TASK GOAL -> Update the rows starting at the line containing "sky with one point per instance." and ending at the line containing "Target: sunset sky" by replacing "sunset sky" with "evening sky", and give back only those lines with nothing else changed.

ROWS ->
————————

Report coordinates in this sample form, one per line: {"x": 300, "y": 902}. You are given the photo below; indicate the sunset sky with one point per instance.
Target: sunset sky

————————

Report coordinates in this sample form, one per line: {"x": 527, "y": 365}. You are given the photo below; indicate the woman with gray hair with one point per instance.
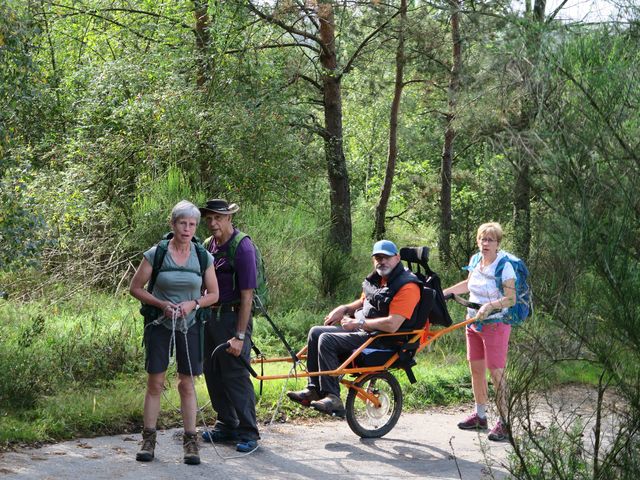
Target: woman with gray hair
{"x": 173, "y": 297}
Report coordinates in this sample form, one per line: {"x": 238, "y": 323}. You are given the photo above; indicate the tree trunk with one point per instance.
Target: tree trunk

————————

ANSWER TO THE PROBLEM ->
Report coordinates in this sample form, one per line: {"x": 300, "y": 902}. You are given the photo below; indicate the evening sky with one point per instance.
Target: evening sky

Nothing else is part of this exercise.